━━━━━ PROVIDED RECORDS

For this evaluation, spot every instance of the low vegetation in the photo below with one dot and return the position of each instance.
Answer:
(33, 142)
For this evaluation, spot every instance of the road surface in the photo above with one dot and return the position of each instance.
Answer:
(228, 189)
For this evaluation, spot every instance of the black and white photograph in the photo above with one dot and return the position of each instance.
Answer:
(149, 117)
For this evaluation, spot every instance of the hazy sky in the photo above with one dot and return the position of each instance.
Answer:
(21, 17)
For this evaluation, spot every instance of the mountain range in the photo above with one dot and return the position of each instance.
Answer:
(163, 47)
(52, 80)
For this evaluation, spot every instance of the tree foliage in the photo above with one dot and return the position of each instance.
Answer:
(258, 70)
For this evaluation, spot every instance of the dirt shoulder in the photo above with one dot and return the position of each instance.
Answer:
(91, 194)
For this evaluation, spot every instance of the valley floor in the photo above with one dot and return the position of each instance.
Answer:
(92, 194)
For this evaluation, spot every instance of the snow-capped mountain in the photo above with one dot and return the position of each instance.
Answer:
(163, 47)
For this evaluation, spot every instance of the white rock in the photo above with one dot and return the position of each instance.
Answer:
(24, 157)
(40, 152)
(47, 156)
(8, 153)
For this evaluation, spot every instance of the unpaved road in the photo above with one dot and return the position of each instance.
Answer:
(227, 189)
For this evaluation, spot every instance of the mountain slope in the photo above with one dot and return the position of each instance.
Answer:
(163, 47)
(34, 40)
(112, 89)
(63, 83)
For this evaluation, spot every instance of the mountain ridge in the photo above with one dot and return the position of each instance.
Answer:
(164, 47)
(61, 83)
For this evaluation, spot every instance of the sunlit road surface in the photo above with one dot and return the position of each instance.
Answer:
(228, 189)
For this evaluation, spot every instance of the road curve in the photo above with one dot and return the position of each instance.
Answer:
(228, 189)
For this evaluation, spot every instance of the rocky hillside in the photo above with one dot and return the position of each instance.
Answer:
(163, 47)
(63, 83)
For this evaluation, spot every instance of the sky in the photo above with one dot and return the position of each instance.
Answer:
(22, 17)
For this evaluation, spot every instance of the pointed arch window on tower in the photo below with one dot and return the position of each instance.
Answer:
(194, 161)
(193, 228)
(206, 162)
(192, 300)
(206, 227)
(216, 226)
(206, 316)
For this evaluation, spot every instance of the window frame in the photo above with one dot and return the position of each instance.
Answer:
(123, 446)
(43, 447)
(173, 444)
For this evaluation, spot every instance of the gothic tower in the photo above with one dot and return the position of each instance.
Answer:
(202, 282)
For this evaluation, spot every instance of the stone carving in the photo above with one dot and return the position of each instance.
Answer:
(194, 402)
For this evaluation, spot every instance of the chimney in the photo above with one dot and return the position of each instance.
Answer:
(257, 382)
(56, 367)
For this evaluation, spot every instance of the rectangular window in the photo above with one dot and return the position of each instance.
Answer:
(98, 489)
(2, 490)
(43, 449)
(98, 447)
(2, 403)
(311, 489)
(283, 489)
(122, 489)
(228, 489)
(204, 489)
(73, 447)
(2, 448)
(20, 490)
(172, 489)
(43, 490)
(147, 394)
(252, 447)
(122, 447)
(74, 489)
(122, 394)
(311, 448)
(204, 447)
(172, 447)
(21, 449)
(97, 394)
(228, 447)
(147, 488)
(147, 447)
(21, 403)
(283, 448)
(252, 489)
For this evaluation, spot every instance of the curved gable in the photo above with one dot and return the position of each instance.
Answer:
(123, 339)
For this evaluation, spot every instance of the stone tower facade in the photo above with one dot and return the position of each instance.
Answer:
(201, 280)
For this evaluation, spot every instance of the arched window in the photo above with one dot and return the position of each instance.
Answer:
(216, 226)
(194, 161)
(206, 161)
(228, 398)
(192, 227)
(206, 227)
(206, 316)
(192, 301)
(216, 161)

━━━━━━━━━━

TASK BRIEF: Return every entry exactly as given.

EXPECTED ANSWER:
For this evaluation, spot every instance of the low vegetation in the photo below with one dot and return the position of each instance.
Answer:
(33, 142)
For this evaluation, spot every instance of the road surface in the photo above with one dot and return the position of each instance.
Answer:
(228, 189)
For this evaluation, spot every instance of the black and white photograph in the photo above with one dot and return the position of each instance.
Answer:
(149, 117)
For this evaluation, spot every instance of the hazy sky in the photo above with one dot and return the position of each instance.
Answer:
(21, 17)
For this evaluation, spot every instance of the mountain range in the photo above with one dot and return the position of each instance.
Answer:
(163, 47)
(52, 80)
For this evaluation, spot every instance of the tree foliage in the photo above with one dot and return the position of each instance.
Answer:
(258, 70)
For this evaluation, spot every instance of the dirt shoulder in the photo above with one dot and return the position of each instance.
Answer:
(91, 194)
For this evaluation, spot every instance of the valley floor in the photo above with one dot and return the position of each instance.
Answer:
(92, 194)
For this evaluation, spot every instance of the snow-capped mountain in the photo above with one dot and return the position of each instance.
Answer:
(163, 47)
For this evaluation, spot every instance of the white rock in the photo above with one dot and return the position of each instance.
Answer:
(24, 157)
(40, 152)
(47, 156)
(8, 153)
For this evaluation, spot every instance of the unpaved road in the photo above with one dot and return the position of each instance.
Answer:
(227, 189)
For this evaluation, spot every instance of the mountain slope in the photo above with one dot and return the position of each instance.
Answer:
(163, 47)
(34, 40)
(112, 89)
(63, 83)
For this evaluation, spot every instance of the mountain ridge in the photo above with one dot and return the position of each instance.
Answer:
(164, 47)
(61, 83)
For this evaluation, spot every instance of the sunlit road surface in the photo above with one dot and return the position of each instance.
Answer:
(228, 189)
For this evaluation, spot every instance of the road curve in the photo above with one dot and return the position of each instance.
Answer:
(228, 189)
For this evaluation, spot every instance of the rocky hillside in the photo above with one dot and return the position of each instance.
Answer:
(163, 47)
(63, 83)
For this evaluation, spot every instance of the sky in the photo above with one dot and return the position of each instance.
Answer:
(22, 17)
For this evaluation, spot every instance of the pointed arch window on tower in the photo below with one dot and return the position of each instance.
Answer:
(194, 161)
(193, 228)
(206, 162)
(192, 300)
(206, 227)
(216, 226)
(206, 316)
For this evaluation, spot every instance of the window frame in the photo above with one dot and return the position of each instance.
Answer:
(123, 446)
(43, 447)
(173, 444)
For this evaluation, spot every instance of the gothic tower in the photo above with one dot and return the position of each instance.
Answer:
(202, 282)
For this evaluation, spot every instance of the stone carving in the photo above with one dot and return the position of each instance.
Answer:
(194, 402)
For this evaluation, spot every instance of the chimney in the photo above with one dot and return the position of each instance.
Answer:
(257, 382)
(56, 367)
For this evaluation, spot every instance of the rectangular window in the photo above with one dot and return the position of each instance.
Answer:
(98, 489)
(2, 490)
(43, 449)
(98, 447)
(2, 403)
(311, 489)
(283, 489)
(122, 489)
(228, 489)
(204, 489)
(73, 447)
(2, 448)
(20, 490)
(172, 489)
(43, 490)
(147, 394)
(252, 447)
(122, 447)
(74, 489)
(122, 394)
(311, 448)
(204, 447)
(172, 447)
(21, 449)
(97, 394)
(228, 447)
(147, 488)
(147, 447)
(21, 403)
(283, 448)
(252, 489)
For this evaluation, spot every instance of the curved gable in the photo above with one dot and return the position of each instance.
Answer:
(123, 339)
For this evaluation, spot every instance of the stone tower facade in the photo above with one dot and return the position of each instance.
Answer:
(201, 280)
For this evaluation, spot every instance of the arched window in the photo above with one dot and return the position of each instance.
Answer:
(216, 226)
(194, 161)
(206, 161)
(228, 398)
(192, 227)
(206, 227)
(206, 316)
(192, 301)
(216, 161)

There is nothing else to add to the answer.